▶ Consigne:
D'après l'entretien sur le travail Out of Life, dans quel pays le fiancé de la personne interrogée avait-il obtenu un travail ?
*** Texte à lire
Out of this life

Récemment découvert lors du Jury du prix Cap prize, le travail Out of Life de Patricia Esteve est une manière de donner une voix aux personnes au Kenya qui ont tenté de se suicider ou qui ont perdu un être cher au suicide. Une interview dans laquelle, l’auteur raconte sa pratique, décrit ses images subtiles loin du sensationnisme.

Depuis 2010, tu travailles sur le continent africain. Comment en es tu venue à travailler sur ce territoire?

Tout d’abord je dirais par amour. Mon fiancé venait d’obtenir un travail au Tchad avec une organisation humanitaire et nous avons décidé de partir ensemble. Professionnellement cela correspondait à une période propice pour moi de quitter l’Espagne. La crise économique était très forte et j’avais de moins en moins d’opportunités professionnelles et les conditions de travail étaient de plus en plus difficiles. La décision de partir fut évidente.

Tu collabores avec de nombreuses ONG en tant que photographe freelance, comment dissocies-tu ton travail personnel de ton travail de commande ?
******
*** Extraits des items
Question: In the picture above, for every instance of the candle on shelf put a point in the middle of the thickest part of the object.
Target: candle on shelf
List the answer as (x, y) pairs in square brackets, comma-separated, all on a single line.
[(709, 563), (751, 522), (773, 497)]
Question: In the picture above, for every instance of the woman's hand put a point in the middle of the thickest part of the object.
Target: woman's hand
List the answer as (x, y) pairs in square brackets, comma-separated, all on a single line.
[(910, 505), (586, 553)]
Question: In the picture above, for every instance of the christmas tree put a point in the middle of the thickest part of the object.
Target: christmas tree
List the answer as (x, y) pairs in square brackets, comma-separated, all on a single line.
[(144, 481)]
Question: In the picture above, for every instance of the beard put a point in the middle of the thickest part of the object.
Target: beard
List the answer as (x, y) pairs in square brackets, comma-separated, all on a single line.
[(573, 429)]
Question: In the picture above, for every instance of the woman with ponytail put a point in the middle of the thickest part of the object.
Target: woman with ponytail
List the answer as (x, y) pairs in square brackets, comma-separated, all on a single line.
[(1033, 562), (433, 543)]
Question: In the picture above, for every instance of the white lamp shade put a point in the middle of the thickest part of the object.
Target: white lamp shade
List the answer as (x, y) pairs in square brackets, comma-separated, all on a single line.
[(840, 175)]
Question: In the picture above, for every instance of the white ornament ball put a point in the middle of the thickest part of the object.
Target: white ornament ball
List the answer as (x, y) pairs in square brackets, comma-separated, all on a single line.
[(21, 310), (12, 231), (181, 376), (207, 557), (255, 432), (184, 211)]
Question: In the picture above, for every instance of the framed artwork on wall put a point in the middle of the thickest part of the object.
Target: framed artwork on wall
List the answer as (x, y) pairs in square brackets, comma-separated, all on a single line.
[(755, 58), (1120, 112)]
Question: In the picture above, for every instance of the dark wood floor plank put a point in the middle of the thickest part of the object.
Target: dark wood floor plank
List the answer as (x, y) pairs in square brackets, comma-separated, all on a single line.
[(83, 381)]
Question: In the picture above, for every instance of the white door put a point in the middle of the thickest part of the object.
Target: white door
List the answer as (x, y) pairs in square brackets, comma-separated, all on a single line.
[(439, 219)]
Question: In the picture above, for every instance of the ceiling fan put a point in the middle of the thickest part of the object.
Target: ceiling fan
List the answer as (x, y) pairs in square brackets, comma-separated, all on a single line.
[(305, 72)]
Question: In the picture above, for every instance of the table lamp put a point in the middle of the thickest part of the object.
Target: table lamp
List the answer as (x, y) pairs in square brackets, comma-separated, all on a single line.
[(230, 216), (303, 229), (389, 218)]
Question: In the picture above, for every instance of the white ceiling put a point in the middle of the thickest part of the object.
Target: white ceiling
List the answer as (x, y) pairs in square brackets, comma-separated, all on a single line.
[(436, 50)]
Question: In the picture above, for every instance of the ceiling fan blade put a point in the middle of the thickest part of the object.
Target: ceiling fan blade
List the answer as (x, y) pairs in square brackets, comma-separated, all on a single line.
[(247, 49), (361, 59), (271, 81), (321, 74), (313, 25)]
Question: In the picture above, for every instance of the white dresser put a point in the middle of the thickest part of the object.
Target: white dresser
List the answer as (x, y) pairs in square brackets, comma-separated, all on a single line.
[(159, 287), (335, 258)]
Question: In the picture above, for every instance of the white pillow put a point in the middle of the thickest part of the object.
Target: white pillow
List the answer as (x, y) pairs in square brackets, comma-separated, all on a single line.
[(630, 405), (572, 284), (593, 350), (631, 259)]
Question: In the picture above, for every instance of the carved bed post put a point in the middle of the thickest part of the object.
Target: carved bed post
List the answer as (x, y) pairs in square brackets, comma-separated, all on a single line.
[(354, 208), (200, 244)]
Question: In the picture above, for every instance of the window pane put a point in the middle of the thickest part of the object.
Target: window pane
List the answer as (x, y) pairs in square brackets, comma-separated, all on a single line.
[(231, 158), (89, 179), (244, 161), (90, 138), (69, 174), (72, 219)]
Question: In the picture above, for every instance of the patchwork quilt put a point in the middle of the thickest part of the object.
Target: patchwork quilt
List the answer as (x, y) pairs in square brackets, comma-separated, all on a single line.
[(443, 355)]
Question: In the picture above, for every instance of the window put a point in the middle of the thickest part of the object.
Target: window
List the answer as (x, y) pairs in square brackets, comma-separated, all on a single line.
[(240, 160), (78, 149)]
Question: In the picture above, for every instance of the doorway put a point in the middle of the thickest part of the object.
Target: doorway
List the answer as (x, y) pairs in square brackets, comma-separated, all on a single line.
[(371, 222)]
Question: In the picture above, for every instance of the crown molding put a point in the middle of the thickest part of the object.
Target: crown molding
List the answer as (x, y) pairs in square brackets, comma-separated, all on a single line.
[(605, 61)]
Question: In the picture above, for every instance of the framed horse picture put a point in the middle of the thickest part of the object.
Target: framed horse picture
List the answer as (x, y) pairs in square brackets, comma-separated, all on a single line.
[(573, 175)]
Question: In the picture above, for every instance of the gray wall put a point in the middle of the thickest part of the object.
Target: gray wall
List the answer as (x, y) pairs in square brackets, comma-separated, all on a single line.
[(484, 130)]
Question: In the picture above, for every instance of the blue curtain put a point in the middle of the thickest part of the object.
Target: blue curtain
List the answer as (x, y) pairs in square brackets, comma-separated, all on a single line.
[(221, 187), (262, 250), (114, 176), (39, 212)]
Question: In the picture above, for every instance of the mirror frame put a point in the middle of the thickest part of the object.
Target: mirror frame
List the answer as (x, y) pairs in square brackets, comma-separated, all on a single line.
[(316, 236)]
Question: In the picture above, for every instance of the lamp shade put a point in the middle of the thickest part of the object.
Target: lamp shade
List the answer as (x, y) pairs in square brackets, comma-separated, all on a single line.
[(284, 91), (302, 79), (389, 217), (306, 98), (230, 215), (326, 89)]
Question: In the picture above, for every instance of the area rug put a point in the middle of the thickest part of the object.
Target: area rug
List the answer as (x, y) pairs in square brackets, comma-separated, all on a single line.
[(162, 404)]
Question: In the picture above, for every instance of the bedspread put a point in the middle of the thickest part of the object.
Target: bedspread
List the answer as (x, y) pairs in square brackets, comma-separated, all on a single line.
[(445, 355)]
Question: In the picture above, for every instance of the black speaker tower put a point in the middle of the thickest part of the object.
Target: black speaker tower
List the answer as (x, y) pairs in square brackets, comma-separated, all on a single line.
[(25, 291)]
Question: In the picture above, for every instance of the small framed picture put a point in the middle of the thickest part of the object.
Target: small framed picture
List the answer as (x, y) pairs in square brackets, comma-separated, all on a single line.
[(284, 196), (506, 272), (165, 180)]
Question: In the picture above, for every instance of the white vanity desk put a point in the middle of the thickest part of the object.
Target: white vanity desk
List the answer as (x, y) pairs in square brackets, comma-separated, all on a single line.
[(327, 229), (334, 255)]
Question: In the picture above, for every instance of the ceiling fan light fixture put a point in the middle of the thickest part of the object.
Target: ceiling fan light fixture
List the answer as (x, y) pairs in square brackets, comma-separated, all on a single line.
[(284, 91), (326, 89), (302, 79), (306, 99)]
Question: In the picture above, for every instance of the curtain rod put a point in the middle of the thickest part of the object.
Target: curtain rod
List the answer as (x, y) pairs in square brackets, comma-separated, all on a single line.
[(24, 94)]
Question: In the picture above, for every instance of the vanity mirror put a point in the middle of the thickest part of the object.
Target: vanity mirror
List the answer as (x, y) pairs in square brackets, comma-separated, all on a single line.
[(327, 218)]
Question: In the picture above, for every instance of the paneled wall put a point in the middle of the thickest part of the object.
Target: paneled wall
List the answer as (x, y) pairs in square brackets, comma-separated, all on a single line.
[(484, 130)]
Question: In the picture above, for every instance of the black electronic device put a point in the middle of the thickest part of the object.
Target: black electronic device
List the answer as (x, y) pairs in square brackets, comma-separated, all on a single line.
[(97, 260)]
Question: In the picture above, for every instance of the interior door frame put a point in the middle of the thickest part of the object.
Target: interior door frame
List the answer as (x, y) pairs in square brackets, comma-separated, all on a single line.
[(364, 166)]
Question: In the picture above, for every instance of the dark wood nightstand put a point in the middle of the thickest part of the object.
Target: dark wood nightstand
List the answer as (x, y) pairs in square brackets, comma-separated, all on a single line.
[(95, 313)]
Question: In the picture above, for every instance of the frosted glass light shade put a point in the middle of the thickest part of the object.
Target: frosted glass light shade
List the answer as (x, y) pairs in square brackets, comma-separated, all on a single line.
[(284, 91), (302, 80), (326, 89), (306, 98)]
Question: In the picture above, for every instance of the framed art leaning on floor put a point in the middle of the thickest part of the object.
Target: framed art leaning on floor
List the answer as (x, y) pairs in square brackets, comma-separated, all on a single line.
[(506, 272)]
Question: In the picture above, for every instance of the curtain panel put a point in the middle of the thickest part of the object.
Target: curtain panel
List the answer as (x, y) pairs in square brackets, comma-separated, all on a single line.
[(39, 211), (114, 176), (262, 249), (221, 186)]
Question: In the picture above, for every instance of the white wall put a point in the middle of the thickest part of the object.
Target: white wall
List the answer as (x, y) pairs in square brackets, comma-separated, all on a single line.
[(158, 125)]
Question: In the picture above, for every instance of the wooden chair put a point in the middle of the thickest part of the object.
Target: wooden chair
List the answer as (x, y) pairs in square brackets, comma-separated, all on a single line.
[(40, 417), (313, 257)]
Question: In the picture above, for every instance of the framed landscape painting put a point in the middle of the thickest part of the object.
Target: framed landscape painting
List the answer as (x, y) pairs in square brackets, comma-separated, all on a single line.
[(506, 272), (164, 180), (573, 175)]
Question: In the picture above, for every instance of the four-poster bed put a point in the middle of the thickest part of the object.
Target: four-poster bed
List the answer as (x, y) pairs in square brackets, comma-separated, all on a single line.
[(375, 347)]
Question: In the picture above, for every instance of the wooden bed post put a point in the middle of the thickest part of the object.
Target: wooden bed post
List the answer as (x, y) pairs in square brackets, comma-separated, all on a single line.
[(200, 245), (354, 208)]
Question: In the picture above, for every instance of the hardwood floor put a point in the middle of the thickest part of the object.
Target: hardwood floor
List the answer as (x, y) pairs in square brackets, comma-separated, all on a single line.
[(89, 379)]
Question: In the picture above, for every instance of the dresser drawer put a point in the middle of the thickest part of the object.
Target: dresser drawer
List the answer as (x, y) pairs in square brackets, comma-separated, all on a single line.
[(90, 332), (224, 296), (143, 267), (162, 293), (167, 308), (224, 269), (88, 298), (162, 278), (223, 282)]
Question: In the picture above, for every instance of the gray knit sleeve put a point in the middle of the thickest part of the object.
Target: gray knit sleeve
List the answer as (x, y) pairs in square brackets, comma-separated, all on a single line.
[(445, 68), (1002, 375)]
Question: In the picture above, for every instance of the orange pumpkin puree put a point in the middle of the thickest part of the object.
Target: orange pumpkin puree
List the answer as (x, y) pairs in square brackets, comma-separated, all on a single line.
******
▶ Réponse attendue:
Au Tchad, avec une organisation humanitaire.